Copy the records below exactly as they appear.
-- START --
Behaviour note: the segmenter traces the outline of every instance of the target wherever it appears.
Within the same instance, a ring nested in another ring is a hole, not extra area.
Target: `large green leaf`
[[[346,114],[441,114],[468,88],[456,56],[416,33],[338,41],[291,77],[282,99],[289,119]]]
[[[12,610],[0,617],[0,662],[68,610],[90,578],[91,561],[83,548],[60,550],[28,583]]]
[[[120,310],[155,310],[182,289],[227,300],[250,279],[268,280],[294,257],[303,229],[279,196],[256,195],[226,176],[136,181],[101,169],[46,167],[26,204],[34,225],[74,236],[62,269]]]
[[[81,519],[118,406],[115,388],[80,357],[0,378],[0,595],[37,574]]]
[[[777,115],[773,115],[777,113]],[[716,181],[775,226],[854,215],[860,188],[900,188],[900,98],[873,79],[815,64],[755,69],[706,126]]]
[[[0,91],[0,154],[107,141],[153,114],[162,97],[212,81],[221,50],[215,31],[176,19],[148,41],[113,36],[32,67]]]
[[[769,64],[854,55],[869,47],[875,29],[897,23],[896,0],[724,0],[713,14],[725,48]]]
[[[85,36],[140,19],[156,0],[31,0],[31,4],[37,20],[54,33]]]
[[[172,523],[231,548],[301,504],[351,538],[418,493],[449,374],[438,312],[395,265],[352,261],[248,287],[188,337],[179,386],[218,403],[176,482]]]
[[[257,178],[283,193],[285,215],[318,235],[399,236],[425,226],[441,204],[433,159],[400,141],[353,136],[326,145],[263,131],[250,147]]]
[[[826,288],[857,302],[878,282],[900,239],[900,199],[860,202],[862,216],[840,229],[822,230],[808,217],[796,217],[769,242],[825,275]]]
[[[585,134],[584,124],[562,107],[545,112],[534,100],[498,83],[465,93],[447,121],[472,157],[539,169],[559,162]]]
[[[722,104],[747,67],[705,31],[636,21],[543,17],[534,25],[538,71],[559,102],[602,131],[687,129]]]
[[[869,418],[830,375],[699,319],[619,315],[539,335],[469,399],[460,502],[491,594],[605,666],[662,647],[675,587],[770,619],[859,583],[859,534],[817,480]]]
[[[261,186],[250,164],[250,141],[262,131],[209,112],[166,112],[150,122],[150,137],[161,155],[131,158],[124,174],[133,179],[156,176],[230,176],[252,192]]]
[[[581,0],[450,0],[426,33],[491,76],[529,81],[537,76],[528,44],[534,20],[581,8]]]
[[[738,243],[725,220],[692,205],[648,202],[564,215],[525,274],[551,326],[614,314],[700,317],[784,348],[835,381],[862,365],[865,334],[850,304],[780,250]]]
-- END --
**Worked solution**
Behaviour note: the segmenter traces the outline of every instance of the target wherever it appears.
Within the same instance, a ring nested in another ring is a hole, not extra area.
Target: `large green leaf`
[[[346,114],[441,114],[468,88],[456,56],[416,33],[338,41],[291,77],[282,99],[289,119]]]
[[[12,610],[0,617],[0,662],[68,610],[90,578],[91,561],[83,548],[60,550],[28,583]]]
[[[120,310],[155,310],[182,289],[227,300],[250,279],[268,280],[294,257],[303,229],[279,196],[256,195],[226,176],[136,181],[101,169],[46,167],[26,204],[34,225],[74,236],[62,269]]]
[[[81,519],[118,406],[115,388],[80,357],[0,378],[0,595],[37,574]]]
[[[777,115],[773,115],[777,113]],[[716,181],[775,226],[854,215],[860,188],[900,188],[900,98],[873,79],[815,64],[755,69],[706,126]]]
[[[0,91],[0,154],[107,141],[153,114],[162,97],[212,81],[221,50],[215,31],[176,19],[148,41],[113,36],[32,67]]]
[[[769,64],[854,55],[869,47],[875,29],[897,23],[896,0],[724,0],[713,14],[725,48]]]
[[[85,36],[140,19],[156,0],[31,0],[31,4],[37,20],[54,33]]]
[[[172,523],[231,548],[301,504],[351,538],[418,493],[449,374],[438,312],[395,265],[352,261],[248,287],[188,337],[179,386],[218,403],[176,482]]]
[[[257,178],[283,193],[285,215],[318,235],[399,236],[425,226],[441,204],[433,159],[400,141],[353,136],[326,145],[263,131],[250,147]]]
[[[826,288],[857,302],[878,282],[900,239],[900,199],[860,202],[862,216],[840,229],[822,230],[808,217],[796,217],[769,242],[825,275]]]
[[[585,134],[584,124],[562,107],[545,112],[534,100],[498,83],[465,93],[447,121],[472,157],[539,169],[559,162]]]
[[[722,104],[747,67],[705,31],[636,21],[543,17],[534,25],[538,71],[559,102],[602,131],[687,129]]]
[[[869,418],[830,375],[699,319],[619,315],[539,335],[469,399],[460,502],[491,594],[605,666],[662,647],[675,587],[770,619],[859,583],[859,534],[817,480]]]
[[[261,186],[250,164],[250,141],[262,131],[209,112],[166,112],[150,122],[150,137],[161,155],[131,158],[124,174],[133,179],[156,176],[230,176],[252,192]]]
[[[581,0],[450,0],[426,33],[491,76],[529,81],[537,76],[528,44],[534,20],[581,8]]]
[[[738,243],[725,220],[692,205],[648,202],[564,215],[525,274],[551,326],[614,314],[700,317],[784,348],[835,381],[862,365],[865,334],[850,304],[780,250]]]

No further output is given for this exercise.